Record set.
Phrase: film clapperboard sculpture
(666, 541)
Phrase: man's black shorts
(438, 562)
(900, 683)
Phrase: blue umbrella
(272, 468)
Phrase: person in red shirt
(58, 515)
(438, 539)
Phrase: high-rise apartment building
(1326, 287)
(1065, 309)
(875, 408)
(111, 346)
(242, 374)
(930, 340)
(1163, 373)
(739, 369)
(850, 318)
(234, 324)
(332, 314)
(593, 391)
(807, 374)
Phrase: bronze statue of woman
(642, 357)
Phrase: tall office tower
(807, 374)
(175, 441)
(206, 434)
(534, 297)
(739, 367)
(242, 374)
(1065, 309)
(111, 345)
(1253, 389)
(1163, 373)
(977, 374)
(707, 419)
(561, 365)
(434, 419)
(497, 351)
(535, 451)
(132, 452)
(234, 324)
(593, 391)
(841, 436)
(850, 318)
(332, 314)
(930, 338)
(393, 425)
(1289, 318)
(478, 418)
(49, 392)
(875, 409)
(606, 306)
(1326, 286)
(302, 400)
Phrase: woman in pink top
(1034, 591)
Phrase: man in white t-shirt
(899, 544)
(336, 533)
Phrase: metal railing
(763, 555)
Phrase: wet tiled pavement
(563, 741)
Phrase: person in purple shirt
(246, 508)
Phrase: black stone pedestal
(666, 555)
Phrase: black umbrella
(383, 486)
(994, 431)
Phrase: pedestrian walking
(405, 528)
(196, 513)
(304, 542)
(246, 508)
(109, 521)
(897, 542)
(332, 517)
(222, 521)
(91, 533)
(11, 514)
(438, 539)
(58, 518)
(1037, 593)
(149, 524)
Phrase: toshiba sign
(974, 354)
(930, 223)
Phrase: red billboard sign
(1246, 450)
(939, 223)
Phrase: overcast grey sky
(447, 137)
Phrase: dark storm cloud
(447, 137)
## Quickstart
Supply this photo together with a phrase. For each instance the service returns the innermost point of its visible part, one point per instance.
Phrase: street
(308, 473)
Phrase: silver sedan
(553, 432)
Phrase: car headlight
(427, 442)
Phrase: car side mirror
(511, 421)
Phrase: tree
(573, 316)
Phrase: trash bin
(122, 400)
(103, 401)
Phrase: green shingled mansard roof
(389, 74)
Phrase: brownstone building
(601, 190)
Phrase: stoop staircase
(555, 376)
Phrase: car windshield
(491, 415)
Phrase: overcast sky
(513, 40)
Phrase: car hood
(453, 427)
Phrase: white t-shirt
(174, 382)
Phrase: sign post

Work required. In the entries above, find the line with "Phrase: black umbrella" and the line with "## Quickstart", then set down exactly those two and every line between them, nothing else.

Answer section.
Phrase: black umbrella
(383, 486)
(994, 431)
Phrase: pedestrian walking
(405, 528)
(196, 513)
(304, 542)
(246, 508)
(109, 521)
(897, 542)
(332, 517)
(222, 521)
(91, 533)
(11, 514)
(438, 539)
(58, 518)
(1037, 593)
(149, 524)
Phrase: toshiba sign
(974, 354)
(930, 223)
Phrase: red billboard sign
(1246, 450)
(939, 223)
Phrase: overcast grey sky
(447, 137)
Phrase: dark storm cloud
(447, 137)
## Quickstart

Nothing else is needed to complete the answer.